» YOUR ASSIGNMENT:
Set down the data that follows again, exactly as written.
--- GIVEN ENTRIES Enclosed Below ---
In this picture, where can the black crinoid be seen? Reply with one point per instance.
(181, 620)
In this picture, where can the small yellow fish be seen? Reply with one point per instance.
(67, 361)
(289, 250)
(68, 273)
--- End of Enclosed GIVEN ENTRIES ---
» RESULT OF THIS TASK:
In this picture, where can the black crinoid be seen? Reply with one point per instance.
(181, 620)
In this picture, where can the small yellow fish be seen? Reply with one point per instance.
(67, 361)
(289, 250)
(68, 273)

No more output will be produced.